-- start of RECORDED DATA --

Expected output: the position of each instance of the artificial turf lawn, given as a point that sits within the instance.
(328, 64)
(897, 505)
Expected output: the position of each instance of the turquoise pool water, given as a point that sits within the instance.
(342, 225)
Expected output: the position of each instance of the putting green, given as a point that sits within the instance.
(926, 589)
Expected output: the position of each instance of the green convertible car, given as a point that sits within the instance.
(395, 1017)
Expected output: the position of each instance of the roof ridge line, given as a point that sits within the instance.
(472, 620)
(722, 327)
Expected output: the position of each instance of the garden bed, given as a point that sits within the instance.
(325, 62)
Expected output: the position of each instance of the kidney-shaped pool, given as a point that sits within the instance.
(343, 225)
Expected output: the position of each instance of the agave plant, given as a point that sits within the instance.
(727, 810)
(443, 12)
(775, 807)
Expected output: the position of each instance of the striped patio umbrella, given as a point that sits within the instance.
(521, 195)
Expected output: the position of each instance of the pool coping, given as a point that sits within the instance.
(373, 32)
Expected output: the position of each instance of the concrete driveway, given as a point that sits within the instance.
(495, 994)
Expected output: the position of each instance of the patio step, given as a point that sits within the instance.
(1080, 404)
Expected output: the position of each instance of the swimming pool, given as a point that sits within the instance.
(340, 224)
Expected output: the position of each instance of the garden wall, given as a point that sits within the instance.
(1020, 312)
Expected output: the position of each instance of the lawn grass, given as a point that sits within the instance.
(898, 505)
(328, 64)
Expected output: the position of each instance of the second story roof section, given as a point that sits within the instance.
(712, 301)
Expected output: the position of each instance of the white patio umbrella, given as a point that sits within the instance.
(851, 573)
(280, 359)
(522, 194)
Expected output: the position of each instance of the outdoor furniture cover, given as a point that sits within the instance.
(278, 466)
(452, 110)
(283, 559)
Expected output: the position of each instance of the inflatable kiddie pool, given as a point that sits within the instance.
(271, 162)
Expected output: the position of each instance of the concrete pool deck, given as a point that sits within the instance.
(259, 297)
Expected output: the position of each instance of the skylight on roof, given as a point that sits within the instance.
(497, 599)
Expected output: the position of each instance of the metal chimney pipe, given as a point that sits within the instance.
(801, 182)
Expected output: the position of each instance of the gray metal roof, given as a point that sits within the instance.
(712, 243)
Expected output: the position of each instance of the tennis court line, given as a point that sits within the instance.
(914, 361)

-- end of RECORDED DATA --

#### PROMPT:
Reproduce every line of the listing above word for word, from the first line to the last, without altering anything.

#### WORKED ANSWER:
Expected output: the position of each instance of the artificial turf lawn, given as a point that sits within the instance.
(328, 64)
(897, 505)
Expected output: the position of each instance of the turquoise pool water, given as a point that sits within the instance.
(342, 225)
Expected output: the position of each instance of the putting green, given as a point that sits within the instance.
(926, 589)
Expected output: the position of each instance of the green convertible car, given as a point that sits within the instance.
(395, 1017)
Expected output: the position of each instance of the roof ridge line, given as a point that sits within the instance.
(472, 620)
(722, 327)
Expected output: the position of each instance of the garden bed, given as a point that sits within the instance.
(325, 62)
Expected output: the position of each instance of the kidney-shaped pool, given as a point that sits within the instance.
(343, 225)
Expected output: the position of each instance of the agave plant, given as a point that sits within the instance.
(727, 810)
(443, 12)
(775, 807)
Expected output: the position of each instance of the striped patio umbrella, given as a point that sits within the instance.
(521, 195)
Expected output: the position of each instance of the pool coping, given as a point that sits within the instance.
(373, 32)
Expected output: the position of each instance of the concrete driveway, given as a point that sits within the instance.
(495, 994)
Expected output: the position of each instance of the patio step, given as a point that sits within the instance.
(1080, 404)
Expected output: the position of each instance of the swimming pool, given as a point that sits within the instance.
(340, 224)
Expected output: the position of each instance of the garden wall, given as a point that sits within the instance.
(1020, 312)
Expected output: the position of each instance of the lawn grass, given as a point that sits within the instance.
(898, 505)
(328, 64)
Expected output: the position of each instance of the second story roof section, given as a point that sits within the instance.
(712, 301)
Expected output: the position of each instance of the white patio umbrella, given as a point that sits within the instance.
(851, 573)
(280, 359)
(522, 194)
Expected output: the position of each instance of the outdoor furniture cover, given as a point that sits within the instance.
(278, 466)
(452, 110)
(283, 559)
Expected output: the position of each instance of the inflatable kiddie pool, given as a point that sits within the instance.
(271, 162)
Expected output: the position of each instance of the concrete pool deck, given as a point that sits within the instance.
(259, 297)
Expected output: the position of each instance of the skylight on roof, given as a point that sits within the instance.
(497, 599)
Expected output: the position of each instance of the metal chimney pipe, given as a point that sits within the instance.
(801, 182)
Expected output: the position of each instance of the gray metal roof, given as a point that sits within the instance.
(712, 243)
Expected output: the position of each instance of the tennis court line, given as a point that sits within the instance.
(914, 361)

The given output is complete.